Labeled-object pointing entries
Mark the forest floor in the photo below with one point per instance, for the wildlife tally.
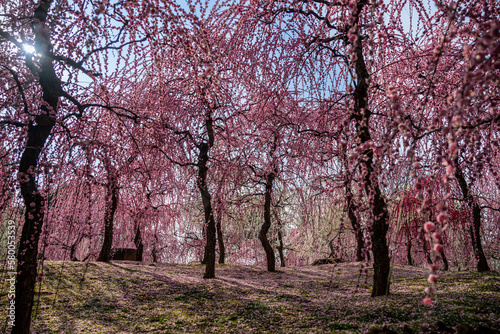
(132, 297)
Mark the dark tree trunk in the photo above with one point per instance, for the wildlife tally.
(138, 243)
(358, 232)
(361, 114)
(154, 252)
(446, 266)
(72, 250)
(37, 135)
(425, 249)
(281, 245)
(207, 208)
(220, 239)
(475, 229)
(109, 214)
(270, 257)
(408, 249)
(204, 236)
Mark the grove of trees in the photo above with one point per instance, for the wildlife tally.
(251, 132)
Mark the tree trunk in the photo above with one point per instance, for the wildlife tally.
(38, 132)
(72, 250)
(358, 232)
(446, 266)
(109, 214)
(425, 249)
(281, 245)
(270, 257)
(408, 249)
(207, 208)
(154, 252)
(220, 239)
(475, 230)
(362, 113)
(204, 236)
(138, 243)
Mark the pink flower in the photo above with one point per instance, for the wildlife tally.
(432, 278)
(429, 226)
(429, 290)
(433, 267)
(442, 217)
(436, 236)
(438, 248)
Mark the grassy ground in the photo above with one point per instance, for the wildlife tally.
(126, 297)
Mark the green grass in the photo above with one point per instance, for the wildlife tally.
(125, 297)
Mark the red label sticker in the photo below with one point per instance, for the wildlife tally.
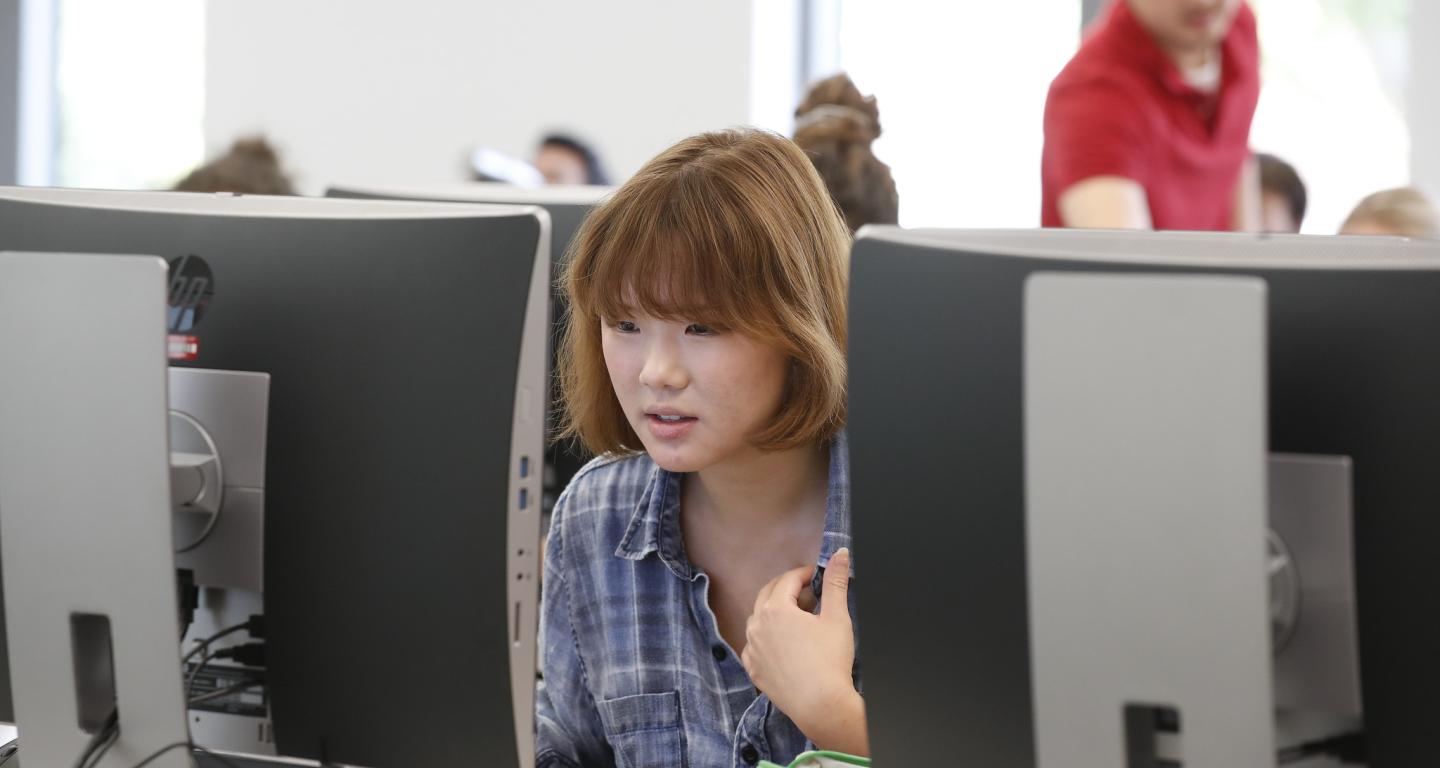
(183, 347)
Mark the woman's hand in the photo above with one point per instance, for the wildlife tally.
(802, 660)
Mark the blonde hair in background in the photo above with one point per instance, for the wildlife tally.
(733, 229)
(1403, 211)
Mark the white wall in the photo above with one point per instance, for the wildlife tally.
(385, 91)
(1423, 104)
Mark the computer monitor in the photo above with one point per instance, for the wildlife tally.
(568, 206)
(938, 424)
(405, 350)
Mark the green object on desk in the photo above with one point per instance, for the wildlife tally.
(820, 760)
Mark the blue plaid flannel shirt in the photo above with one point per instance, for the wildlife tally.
(635, 670)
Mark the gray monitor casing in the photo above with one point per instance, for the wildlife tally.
(568, 206)
(936, 432)
(405, 345)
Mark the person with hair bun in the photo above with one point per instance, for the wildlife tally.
(251, 167)
(696, 597)
(835, 126)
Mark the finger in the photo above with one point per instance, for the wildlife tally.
(789, 584)
(837, 585)
(807, 598)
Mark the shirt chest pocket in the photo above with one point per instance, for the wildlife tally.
(645, 729)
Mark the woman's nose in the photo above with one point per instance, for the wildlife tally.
(663, 368)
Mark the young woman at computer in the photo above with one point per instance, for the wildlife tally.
(703, 362)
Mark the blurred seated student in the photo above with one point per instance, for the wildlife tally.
(566, 160)
(1403, 211)
(249, 167)
(696, 605)
(835, 126)
(1148, 126)
(1282, 195)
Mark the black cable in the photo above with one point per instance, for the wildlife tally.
(98, 738)
(1347, 748)
(205, 644)
(162, 751)
(189, 682)
(104, 747)
(226, 690)
(212, 755)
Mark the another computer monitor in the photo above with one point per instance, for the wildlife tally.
(936, 428)
(568, 206)
(405, 345)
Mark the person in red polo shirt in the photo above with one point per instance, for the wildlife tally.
(1149, 123)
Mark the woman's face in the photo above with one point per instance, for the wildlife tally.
(693, 394)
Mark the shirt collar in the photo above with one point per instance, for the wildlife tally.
(654, 526)
(1149, 55)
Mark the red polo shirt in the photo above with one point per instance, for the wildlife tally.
(1122, 107)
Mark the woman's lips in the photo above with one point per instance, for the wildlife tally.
(670, 427)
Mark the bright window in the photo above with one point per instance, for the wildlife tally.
(1332, 98)
(128, 92)
(962, 92)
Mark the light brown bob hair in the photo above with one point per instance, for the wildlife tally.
(733, 229)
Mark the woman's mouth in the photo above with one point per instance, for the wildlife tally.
(670, 425)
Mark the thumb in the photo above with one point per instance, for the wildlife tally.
(835, 595)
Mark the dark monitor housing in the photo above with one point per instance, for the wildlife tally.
(406, 350)
(936, 432)
(568, 206)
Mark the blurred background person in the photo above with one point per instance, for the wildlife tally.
(249, 167)
(1403, 211)
(1149, 123)
(837, 126)
(566, 160)
(1282, 195)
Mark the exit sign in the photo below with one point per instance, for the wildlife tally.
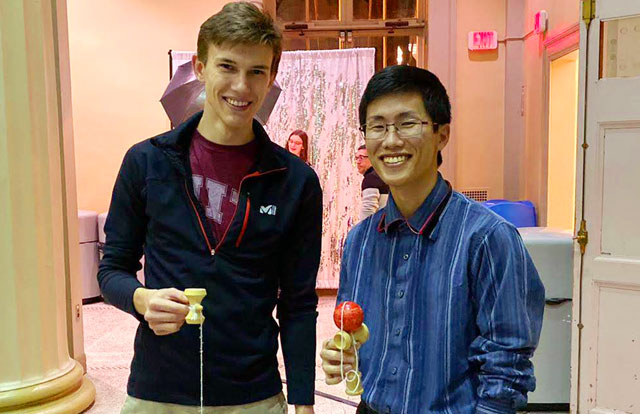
(487, 40)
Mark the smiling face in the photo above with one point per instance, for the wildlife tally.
(237, 79)
(407, 165)
(295, 145)
(362, 161)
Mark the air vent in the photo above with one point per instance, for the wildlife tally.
(477, 194)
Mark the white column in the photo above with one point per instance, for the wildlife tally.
(37, 374)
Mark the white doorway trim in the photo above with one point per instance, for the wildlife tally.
(554, 48)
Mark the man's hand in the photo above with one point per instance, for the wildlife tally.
(330, 355)
(164, 309)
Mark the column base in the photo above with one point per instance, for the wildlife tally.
(71, 393)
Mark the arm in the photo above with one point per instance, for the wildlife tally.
(298, 299)
(164, 309)
(125, 231)
(370, 202)
(509, 298)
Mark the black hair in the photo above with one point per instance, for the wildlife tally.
(409, 79)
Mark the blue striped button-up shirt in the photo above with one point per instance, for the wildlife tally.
(455, 310)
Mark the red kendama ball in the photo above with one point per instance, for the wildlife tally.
(351, 314)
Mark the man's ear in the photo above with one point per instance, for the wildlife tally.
(198, 68)
(443, 135)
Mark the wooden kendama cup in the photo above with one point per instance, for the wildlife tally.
(195, 315)
(349, 318)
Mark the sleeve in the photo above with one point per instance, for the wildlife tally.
(345, 288)
(370, 202)
(125, 230)
(509, 297)
(298, 301)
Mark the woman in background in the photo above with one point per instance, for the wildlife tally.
(297, 144)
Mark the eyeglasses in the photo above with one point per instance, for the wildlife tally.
(407, 128)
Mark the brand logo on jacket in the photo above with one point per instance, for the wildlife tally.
(269, 210)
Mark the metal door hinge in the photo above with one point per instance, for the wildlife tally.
(583, 236)
(588, 11)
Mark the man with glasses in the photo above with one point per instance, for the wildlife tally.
(374, 191)
(450, 295)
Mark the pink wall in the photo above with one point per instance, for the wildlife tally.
(563, 18)
(119, 69)
(479, 106)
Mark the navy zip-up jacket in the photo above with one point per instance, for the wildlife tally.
(272, 245)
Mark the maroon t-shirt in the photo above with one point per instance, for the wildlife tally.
(217, 172)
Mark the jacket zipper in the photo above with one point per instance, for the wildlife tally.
(246, 216)
(204, 233)
(244, 222)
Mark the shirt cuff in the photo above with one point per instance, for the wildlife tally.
(491, 406)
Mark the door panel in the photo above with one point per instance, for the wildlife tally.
(620, 224)
(606, 353)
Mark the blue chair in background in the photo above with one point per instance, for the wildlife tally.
(518, 213)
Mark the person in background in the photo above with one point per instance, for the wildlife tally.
(375, 192)
(451, 297)
(204, 202)
(298, 144)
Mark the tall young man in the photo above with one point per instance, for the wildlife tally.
(450, 294)
(215, 204)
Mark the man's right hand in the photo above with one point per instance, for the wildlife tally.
(163, 309)
(330, 355)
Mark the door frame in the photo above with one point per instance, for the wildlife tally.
(554, 47)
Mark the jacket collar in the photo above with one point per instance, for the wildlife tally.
(177, 141)
(425, 218)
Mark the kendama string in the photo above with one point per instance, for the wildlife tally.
(201, 373)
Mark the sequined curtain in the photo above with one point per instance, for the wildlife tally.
(321, 91)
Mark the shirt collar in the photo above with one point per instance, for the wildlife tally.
(428, 212)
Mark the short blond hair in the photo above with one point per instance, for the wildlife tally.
(240, 23)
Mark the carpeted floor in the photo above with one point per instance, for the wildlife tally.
(109, 348)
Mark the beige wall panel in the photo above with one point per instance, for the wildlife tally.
(479, 106)
(119, 70)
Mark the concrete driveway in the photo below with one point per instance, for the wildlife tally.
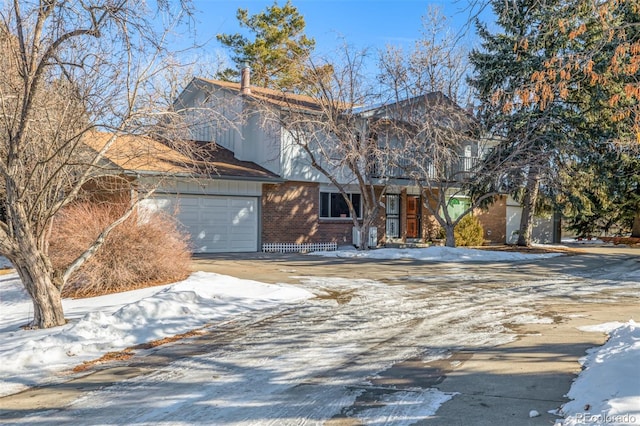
(499, 339)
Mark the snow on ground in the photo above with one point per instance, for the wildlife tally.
(584, 241)
(607, 391)
(109, 323)
(448, 254)
(4, 263)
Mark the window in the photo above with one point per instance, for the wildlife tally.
(332, 204)
(393, 215)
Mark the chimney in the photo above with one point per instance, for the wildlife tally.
(245, 80)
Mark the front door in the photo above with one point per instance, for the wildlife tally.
(413, 216)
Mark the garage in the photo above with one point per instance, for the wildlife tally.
(215, 223)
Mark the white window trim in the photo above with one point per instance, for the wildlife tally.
(334, 191)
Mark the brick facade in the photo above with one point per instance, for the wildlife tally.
(291, 214)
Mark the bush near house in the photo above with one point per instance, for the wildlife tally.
(143, 251)
(469, 232)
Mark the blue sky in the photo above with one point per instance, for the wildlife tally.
(373, 23)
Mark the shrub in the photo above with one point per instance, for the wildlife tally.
(469, 232)
(142, 251)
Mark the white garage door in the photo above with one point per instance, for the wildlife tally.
(216, 223)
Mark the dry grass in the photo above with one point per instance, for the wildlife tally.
(141, 252)
(128, 353)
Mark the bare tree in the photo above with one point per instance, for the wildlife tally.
(440, 144)
(71, 70)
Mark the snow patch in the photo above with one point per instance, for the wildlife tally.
(440, 254)
(607, 391)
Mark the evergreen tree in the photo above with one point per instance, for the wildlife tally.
(533, 140)
(277, 52)
(597, 73)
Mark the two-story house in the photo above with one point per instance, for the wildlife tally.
(289, 202)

THE EXERCISE:
Copy out again, without changes, the part of the material that opens with the line containing "Mark the woman's hand" and closes with the line containing "(1423, 104)".

SOLUTION FOR THIS PROBLEM:
Mark the woman's hand in the photo above with one point per instance, for the wildlife tally.
(802, 660)
Mark the blonde hair in background in the photo above with one point per instance, for the wildlife tally.
(733, 229)
(1403, 211)
Mark the white wall in the photo above with one point per instance, for the wildlife tally.
(385, 91)
(1423, 104)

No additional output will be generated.